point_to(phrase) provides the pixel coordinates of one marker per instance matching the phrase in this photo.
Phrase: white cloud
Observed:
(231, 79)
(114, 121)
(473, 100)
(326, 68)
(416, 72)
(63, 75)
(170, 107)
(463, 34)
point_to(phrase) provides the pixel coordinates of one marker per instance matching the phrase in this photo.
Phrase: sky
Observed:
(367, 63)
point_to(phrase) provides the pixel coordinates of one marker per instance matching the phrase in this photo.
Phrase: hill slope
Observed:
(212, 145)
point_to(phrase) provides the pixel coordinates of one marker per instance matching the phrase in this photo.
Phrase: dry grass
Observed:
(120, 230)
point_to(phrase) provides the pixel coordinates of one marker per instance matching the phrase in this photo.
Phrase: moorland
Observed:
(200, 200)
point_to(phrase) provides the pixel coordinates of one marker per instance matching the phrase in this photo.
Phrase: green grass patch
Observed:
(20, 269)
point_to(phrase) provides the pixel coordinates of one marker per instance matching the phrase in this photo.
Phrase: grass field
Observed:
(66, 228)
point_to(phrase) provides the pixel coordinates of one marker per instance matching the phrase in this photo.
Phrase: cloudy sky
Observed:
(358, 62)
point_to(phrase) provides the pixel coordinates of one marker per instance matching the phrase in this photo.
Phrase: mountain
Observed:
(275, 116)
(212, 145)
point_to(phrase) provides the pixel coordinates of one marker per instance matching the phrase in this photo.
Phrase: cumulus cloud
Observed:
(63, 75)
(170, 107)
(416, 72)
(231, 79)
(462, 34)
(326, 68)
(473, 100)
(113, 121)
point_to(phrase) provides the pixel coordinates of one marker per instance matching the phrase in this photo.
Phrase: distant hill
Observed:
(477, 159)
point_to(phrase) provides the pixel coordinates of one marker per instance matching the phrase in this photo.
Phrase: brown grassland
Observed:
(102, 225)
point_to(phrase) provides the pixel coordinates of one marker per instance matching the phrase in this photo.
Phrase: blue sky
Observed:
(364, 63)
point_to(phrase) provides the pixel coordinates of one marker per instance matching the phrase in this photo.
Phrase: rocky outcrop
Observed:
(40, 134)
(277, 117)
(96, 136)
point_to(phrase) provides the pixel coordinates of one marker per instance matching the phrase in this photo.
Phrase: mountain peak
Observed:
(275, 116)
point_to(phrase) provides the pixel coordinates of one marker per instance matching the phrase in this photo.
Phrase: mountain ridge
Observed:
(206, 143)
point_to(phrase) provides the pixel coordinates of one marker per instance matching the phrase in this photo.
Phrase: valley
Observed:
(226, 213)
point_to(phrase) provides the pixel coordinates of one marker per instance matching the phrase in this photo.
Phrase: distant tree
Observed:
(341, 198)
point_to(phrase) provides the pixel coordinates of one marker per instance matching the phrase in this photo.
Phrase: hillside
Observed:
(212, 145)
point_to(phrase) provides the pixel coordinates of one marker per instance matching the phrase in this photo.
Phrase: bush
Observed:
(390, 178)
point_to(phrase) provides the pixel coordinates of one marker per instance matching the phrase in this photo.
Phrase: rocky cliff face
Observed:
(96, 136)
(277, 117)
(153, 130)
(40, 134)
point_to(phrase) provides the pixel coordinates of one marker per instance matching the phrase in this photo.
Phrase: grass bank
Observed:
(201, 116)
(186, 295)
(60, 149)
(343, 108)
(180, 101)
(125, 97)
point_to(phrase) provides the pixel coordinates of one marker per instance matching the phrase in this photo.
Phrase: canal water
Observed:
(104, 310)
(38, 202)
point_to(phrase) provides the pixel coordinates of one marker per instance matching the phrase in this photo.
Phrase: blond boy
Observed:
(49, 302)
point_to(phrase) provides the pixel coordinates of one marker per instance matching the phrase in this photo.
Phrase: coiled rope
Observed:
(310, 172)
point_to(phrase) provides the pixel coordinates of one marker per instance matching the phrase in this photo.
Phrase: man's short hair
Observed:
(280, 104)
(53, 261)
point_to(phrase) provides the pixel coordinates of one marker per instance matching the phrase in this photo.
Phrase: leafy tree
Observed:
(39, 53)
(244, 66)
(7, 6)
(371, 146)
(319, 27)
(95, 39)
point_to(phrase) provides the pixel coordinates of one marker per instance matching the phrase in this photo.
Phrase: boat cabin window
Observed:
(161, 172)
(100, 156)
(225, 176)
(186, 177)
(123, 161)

- [Your task]: Every entry above should be retyped exactly as shown.

- [Solution to this task]:
point_to(phrase) provides the pixel coordinates of one marker per instance matching the phrase in this photo.
Phrase: white cloud
Observed:
(231, 79)
(114, 121)
(473, 100)
(326, 68)
(416, 72)
(63, 75)
(170, 107)
(463, 34)
point_to(phrase) provides the pixel coordinates of one marker per instance matching the phrase in this photo.
Phrase: sky
Observed:
(367, 63)
point_to(phrase) provides the pixel coordinates of one marker per instance matching the phrase in this photo.
Phrase: hill slope
Observed:
(212, 145)
point_to(phrase) provides the pixel coordinates of one marker per instance matching the phrase in this photo.
Phrase: dry grass
Observed:
(120, 230)
point_to(phrase) provides the pixel coordinates of one marker per instance matching the phrase in this photo.
Phrase: moorland
Observed:
(200, 200)
point_to(phrase) provides the pixel coordinates of one marker per instance matching the phrase in this photo.
Phrase: green grass patch
Observed:
(20, 269)
point_to(phrase) provides the pixel coordinates of one marker per instance matching the phrase in this photo.
Phrase: grass field
Observed:
(66, 228)
point_to(phrase) provides the pixel coordinates of one marker per instance matching the phrase in this photo.
Phrase: cloudy sky
Observed:
(358, 62)
point_to(phrase) provides the pixel coordinates of one marker per instance matching the phrase in this photo.
Phrase: mountain
Observed:
(275, 116)
(212, 145)
point_to(phrase) provides the pixel coordinates of one marker per instance matching the phrase in this photo.
Phrase: cumulus cloud
Observed:
(63, 75)
(170, 107)
(416, 72)
(231, 79)
(462, 34)
(326, 68)
(473, 100)
(113, 121)
point_to(phrase) provides the pixel coordinates of one marker per instance matching the phrase in this photo.
Phrase: distant hill
Observed:
(477, 159)
point_to(phrase) provides the pixel coordinates of one marker per instance matching the phrase in this photo.
Phrase: brown grassland
Observed:
(102, 225)
point_to(phrase) provides the pixel coordinates of one marker per instance matching the phrase in this photo.
Phrase: blue sky
Observed:
(364, 63)
point_to(phrase) provides the pixel coordinates of one marker per instance matching the phrase in this photo.
Phrase: rocky outcrop
Observed:
(40, 134)
(277, 117)
(96, 136)
point_to(phrase) provides the pixel coordinates of one marker per instance matching the phrase in this photo.
Phrase: mountain peak
Observed:
(275, 116)
point_to(phrase) provides the pixel coordinates of one marker per instance matching the phrase in this photo.
Phrase: mountain ridge
Observed:
(206, 143)
point_to(phrase) provides the pixel coordinates of one marker per instance matching the phrase in this photo.
Phrase: valley
Observed:
(226, 213)
point_to(phrase) provides the pixel coordinates of one marker per instance matching the phrase in this photo.
Phrase: distant tree
Observed:
(341, 198)
point_to(phrase) provides the pixel coordinates of one marker per instance matching the phrase in this photo.
Phrase: hillside
Observed:
(212, 145)
point_to(phrase) provides the pixel coordinates of one marker per instance matching the phrase in this photo.
Phrase: bush
Observed:
(390, 178)
point_to(phrase) provides the pixel coordinates of one marker per instance matching the phrase in this photo.
Phrase: rocky cliff face
Observed:
(96, 136)
(277, 117)
(153, 130)
(40, 134)
point_to(phrase) provides the pixel coordinates of one marker per instance matching the phrase in this photo.
Phrase: grass bank
Observed:
(201, 116)
(186, 295)
(60, 149)
(343, 108)
(180, 101)
(125, 97)
point_to(phrase) provides the pixel coordinates of one marker per instance matching the phrase in this photo.
Phrase: canal water
Observed:
(104, 310)
(38, 202)
point_to(phrase) provides the pixel coordinates of one marker per instance matching the phrase in this photo.
Phrase: blond boy
Observed:
(49, 302)
point_to(phrase) provides the pixel coordinates of one marker per instance matching the phrase in this photo.
Phrase: coiled rope
Observed:
(310, 172)
point_to(phrase) provides the pixel coordinates of one marker per instance matching the phrase in this photo.
Phrase: man's short hair
Observed:
(280, 104)
(53, 261)
point_to(phrase) provides the pixel coordinates of one marker per instance matching the phrase in this photo.
Phrase: leafy tree
Observed:
(39, 53)
(244, 66)
(7, 6)
(371, 146)
(319, 27)
(95, 39)
point_to(phrase) provides the pixel coordinates of one marker per instance matching the phrase in this photo.
Phrase: boat cabin window
Observed:
(161, 172)
(100, 156)
(225, 176)
(186, 177)
(123, 161)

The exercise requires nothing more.